February 2, 2010

Paul Ryan is on Fire

Congressman Paul Ryan has really been on fire of late.

Here are his thoughts on President Obama's budget and a few charts for good measure:

Over the past few weeks, President Obama has sounded ready to moderate his agenda - and has trumped his ostensible plans for fiscal discipline.

Regrettably, the budget the Administration today submitted to Congress is nothing more than a plan for more of the same - a very aggressive agenda of more government spending, more taxes, more deficits, and more debt - with just a few cosmetic budget maneuvers to give the illusion of restraint. Despite my hope that the President would alter his course, his budget will make an already unsustainable budget outlook much worse.

Questions on the material
a) Rewrite the post on Paul Ryan, starting with "Paul Ryan is" and going on through "for fiscal discipline.", with "Congressman" changed to "Representative".
b) In the post on Paul Ryan, what will the President's budget make much worse?
c) Carry the post on Paul Ryan and the Obama budget forward from its final sentence.

Saved data entries

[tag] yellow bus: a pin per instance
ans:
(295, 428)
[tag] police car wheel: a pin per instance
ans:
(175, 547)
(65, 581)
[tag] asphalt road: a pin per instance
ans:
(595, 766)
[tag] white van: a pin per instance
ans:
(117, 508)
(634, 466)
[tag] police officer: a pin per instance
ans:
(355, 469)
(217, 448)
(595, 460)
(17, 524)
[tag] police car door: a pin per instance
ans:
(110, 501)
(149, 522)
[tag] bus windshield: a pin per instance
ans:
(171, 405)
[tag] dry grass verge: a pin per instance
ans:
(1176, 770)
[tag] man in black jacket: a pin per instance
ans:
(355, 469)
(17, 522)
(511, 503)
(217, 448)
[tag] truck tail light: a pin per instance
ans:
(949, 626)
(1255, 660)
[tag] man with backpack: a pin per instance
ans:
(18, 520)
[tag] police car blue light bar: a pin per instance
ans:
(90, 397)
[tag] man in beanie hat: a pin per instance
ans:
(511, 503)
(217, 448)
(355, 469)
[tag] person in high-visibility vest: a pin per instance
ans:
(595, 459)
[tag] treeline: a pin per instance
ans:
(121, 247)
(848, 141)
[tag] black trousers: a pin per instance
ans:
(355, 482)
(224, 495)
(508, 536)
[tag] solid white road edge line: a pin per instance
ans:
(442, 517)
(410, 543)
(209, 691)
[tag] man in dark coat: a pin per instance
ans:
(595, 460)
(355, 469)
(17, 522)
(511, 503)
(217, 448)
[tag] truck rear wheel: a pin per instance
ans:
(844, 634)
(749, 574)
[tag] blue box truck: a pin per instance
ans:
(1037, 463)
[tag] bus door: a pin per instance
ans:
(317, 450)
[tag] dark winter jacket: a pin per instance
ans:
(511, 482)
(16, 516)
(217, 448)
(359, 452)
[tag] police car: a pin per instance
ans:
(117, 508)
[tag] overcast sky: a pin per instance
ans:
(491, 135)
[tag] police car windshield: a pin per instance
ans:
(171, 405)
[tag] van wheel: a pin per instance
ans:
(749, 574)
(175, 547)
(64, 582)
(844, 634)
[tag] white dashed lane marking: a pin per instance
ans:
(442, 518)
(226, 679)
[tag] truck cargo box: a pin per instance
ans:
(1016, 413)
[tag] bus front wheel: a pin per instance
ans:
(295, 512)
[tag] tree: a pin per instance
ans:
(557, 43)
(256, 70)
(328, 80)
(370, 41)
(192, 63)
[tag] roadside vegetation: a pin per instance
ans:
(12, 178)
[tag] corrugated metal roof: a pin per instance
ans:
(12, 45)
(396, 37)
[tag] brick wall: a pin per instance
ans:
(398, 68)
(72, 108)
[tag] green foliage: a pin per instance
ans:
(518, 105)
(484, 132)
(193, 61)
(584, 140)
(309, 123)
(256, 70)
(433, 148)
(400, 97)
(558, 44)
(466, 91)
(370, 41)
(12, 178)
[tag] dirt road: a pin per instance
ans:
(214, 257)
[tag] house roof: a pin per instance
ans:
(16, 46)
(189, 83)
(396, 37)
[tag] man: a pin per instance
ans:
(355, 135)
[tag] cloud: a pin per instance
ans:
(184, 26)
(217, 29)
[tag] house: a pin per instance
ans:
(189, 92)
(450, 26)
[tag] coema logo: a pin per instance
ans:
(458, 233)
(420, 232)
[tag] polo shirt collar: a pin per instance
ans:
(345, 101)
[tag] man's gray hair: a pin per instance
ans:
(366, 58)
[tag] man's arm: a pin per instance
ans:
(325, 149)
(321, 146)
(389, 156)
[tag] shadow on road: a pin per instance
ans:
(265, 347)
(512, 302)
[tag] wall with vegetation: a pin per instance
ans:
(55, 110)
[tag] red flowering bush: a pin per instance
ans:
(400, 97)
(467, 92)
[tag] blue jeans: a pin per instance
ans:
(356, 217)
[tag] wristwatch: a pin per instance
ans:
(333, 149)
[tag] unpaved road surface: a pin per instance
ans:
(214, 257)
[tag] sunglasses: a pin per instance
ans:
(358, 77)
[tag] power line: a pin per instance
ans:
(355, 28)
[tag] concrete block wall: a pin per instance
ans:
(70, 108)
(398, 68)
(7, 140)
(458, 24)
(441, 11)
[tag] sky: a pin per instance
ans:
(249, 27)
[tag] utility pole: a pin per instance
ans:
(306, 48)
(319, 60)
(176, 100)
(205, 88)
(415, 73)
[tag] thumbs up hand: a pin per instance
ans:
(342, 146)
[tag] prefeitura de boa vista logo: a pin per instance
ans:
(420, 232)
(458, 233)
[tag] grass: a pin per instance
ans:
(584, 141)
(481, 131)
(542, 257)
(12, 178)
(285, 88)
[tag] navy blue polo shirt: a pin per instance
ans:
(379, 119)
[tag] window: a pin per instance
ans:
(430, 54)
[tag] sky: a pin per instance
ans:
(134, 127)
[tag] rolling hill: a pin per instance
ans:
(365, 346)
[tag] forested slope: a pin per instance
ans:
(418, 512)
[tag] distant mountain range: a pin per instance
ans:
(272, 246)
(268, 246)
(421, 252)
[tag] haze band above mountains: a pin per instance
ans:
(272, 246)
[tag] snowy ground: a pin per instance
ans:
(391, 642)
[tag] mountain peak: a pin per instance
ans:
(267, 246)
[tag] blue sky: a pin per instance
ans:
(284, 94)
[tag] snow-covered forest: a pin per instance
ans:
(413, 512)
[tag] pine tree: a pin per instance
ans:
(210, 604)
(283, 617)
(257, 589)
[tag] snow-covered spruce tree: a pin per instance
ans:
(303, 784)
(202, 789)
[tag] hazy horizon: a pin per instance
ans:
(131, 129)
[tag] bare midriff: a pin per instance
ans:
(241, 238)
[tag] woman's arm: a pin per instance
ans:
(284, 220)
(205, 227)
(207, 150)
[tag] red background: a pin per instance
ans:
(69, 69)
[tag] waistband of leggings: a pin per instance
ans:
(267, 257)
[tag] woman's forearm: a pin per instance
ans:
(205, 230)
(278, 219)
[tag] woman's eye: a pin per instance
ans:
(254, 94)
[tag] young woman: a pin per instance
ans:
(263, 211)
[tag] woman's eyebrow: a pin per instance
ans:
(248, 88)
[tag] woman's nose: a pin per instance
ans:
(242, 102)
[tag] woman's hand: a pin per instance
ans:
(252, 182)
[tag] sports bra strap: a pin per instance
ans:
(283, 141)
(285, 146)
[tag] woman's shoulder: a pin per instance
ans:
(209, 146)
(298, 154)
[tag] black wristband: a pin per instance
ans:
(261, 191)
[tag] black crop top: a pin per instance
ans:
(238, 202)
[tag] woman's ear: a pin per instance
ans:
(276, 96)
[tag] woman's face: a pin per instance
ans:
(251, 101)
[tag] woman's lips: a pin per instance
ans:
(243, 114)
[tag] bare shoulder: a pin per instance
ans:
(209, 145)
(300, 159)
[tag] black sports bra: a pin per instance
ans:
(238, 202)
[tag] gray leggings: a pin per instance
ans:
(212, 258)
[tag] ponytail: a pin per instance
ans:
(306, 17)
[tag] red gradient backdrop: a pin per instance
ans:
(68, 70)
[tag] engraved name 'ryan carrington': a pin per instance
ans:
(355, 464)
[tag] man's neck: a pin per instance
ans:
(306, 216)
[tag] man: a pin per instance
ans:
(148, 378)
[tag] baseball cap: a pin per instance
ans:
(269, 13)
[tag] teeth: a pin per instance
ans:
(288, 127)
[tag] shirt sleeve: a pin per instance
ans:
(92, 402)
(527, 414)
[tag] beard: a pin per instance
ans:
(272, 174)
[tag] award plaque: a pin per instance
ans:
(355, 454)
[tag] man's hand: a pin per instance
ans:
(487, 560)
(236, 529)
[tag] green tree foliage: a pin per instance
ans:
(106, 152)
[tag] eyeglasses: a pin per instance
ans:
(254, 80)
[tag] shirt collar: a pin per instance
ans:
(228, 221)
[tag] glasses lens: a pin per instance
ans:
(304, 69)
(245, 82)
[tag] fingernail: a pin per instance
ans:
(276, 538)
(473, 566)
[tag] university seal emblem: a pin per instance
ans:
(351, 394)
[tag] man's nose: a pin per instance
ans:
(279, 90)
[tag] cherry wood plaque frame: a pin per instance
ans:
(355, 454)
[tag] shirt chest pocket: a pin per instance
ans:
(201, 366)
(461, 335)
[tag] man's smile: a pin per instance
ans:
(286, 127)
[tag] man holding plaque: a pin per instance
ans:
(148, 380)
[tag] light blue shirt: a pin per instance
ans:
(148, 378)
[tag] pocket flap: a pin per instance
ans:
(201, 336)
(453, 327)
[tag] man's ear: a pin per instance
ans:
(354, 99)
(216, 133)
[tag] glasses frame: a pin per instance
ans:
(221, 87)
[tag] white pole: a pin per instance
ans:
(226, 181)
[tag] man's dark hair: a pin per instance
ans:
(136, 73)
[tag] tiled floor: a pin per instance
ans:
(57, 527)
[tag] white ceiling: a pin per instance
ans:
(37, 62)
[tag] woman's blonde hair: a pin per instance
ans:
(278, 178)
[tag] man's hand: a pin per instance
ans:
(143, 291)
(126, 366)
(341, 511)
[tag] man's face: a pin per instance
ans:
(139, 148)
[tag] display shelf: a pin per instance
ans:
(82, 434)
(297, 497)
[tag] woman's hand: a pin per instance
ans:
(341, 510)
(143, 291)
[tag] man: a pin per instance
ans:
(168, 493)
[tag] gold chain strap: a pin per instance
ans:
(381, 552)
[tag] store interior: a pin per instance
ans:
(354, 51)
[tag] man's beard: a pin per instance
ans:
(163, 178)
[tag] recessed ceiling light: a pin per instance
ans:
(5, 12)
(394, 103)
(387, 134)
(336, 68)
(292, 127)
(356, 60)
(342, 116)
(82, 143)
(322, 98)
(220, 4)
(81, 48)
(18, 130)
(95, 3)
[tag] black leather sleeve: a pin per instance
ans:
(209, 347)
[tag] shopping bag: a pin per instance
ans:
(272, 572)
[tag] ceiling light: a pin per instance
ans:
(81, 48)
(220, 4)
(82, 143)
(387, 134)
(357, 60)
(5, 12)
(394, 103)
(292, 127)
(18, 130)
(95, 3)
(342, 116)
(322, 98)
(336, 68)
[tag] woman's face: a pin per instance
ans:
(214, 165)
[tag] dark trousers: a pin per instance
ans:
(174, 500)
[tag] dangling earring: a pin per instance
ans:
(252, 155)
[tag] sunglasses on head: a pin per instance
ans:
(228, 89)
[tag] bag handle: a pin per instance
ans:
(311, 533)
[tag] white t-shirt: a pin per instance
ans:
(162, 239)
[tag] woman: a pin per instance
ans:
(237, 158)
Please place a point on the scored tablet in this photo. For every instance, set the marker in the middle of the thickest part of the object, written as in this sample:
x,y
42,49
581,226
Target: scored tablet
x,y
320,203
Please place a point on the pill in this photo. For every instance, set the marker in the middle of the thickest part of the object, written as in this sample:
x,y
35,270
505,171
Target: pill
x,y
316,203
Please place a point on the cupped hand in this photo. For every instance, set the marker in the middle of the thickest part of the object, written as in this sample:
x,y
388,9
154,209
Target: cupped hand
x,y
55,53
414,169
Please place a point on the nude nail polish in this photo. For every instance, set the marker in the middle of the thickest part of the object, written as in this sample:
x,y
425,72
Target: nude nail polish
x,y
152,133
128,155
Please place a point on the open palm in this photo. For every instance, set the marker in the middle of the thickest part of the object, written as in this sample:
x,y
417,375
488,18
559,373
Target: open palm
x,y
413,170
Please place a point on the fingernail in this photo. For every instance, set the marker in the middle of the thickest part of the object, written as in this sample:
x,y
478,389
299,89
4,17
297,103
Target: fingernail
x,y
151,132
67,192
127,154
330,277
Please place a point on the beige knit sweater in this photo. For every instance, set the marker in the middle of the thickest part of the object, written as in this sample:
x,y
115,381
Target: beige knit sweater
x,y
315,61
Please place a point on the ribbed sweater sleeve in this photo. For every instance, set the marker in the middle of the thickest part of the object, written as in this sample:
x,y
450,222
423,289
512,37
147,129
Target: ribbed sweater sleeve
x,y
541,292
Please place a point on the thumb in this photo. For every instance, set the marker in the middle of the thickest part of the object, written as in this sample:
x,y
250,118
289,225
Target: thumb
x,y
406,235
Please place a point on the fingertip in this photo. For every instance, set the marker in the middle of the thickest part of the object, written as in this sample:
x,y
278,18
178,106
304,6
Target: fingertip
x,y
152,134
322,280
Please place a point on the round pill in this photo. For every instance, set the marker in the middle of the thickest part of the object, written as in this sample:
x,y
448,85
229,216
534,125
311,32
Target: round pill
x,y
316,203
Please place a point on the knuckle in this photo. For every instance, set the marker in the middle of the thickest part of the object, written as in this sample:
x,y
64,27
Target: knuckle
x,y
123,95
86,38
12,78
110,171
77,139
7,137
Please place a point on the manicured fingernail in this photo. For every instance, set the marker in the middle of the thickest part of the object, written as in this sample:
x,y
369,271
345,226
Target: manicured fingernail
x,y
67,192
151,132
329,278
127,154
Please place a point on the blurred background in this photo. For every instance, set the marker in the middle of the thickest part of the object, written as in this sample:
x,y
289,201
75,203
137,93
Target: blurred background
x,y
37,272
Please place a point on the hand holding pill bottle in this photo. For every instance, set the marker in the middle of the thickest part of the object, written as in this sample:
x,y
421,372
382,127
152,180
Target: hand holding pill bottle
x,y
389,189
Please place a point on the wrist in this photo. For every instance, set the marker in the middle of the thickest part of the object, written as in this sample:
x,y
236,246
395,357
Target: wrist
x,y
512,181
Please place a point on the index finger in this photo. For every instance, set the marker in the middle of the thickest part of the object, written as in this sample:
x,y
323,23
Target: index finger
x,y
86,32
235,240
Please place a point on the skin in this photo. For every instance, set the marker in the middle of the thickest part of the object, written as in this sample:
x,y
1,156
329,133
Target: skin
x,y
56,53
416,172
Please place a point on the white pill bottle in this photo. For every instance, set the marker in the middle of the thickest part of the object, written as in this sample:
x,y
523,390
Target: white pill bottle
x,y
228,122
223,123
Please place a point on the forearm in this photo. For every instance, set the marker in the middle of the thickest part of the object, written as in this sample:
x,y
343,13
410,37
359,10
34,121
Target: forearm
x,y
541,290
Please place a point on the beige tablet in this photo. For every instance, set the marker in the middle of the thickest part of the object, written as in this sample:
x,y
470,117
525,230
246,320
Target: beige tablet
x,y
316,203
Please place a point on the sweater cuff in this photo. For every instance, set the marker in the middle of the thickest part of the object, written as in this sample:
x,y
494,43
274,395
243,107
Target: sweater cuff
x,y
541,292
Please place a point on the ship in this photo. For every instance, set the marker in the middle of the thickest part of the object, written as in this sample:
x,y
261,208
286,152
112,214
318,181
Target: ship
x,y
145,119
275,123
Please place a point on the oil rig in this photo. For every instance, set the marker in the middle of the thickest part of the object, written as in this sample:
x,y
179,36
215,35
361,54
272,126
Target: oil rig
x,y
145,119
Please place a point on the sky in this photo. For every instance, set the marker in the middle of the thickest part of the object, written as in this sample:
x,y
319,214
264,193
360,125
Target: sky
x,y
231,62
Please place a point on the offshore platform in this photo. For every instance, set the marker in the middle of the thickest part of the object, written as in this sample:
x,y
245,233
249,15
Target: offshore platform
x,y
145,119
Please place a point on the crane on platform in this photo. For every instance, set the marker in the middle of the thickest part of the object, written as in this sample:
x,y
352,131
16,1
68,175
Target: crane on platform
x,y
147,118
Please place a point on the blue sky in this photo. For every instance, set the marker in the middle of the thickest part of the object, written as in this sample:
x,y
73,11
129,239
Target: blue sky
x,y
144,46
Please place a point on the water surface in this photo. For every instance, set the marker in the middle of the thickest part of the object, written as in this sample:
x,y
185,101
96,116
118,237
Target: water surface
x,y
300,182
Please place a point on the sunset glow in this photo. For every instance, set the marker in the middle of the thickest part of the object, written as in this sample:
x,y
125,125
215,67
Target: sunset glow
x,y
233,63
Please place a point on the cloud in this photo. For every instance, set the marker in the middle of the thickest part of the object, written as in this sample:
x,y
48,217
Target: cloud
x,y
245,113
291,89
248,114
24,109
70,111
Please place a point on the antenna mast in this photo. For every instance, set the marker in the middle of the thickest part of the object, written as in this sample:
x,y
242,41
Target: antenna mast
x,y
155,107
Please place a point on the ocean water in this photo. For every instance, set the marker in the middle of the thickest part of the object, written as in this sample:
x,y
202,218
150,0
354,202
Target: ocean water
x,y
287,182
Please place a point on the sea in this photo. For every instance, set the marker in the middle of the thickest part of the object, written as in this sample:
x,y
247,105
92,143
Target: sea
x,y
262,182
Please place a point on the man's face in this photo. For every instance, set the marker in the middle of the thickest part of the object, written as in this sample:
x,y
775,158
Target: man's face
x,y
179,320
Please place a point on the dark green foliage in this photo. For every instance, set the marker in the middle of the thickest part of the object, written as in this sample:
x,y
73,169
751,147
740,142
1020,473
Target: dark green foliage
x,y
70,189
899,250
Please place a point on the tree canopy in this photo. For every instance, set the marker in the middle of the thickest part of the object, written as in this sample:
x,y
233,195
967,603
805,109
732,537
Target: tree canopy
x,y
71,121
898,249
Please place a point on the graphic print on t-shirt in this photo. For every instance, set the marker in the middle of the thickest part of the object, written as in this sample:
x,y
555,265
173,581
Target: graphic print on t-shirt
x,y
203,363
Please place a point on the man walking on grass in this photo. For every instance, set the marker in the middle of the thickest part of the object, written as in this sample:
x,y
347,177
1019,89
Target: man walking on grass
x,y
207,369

Answers
a)
Paul Ryan is on Fire

Representative Paul Ryan has really been on fire of late.

Here are his thoughts on President Obama's budget and a few charts for good measure:

Over the past few weeks, President Obama has sounded ready to moderate his agenda - and has trumped his ostensible plans for fiscal discipline.

b) An already unsustainable budget outlook.

c)
For the duration of the Administration's 10-year budget, the deficit never falls below $700 billion, and never falls below 3.6 percent of GDP - a level the Administration's own budget director has called 'unsustainable.' Debt held by the public doubles over 5 years, triples over 10, and exceeds 60 percent of GDP as a share of the economy this year - surpassing last year's 50-year high. Debt continues to rise to consume 77.2 percent of our economy by the end of the budget window. Even the countries of the European Union, hardly exemplars of fiscal rectitude, are required to keep their debt levels below 60 percent of GDP.

The Administration will attempt to focus attention on a handful of proposals supposedly aimed at tempering the Federal Government's explosive growth. But these have far more to do with calming Americans' concerns than with doing anything to address them. His pay-as-you-go proposal has been waived or circumvented and only locks in deficits at their current high levels. His non-binding commission simply punts on the critical budget decisions that Members of Congress got elected to make. Finally, his so-called 'freeze' on some discretionary spending follows an 84-percent increase - and has no clear means of enforcement.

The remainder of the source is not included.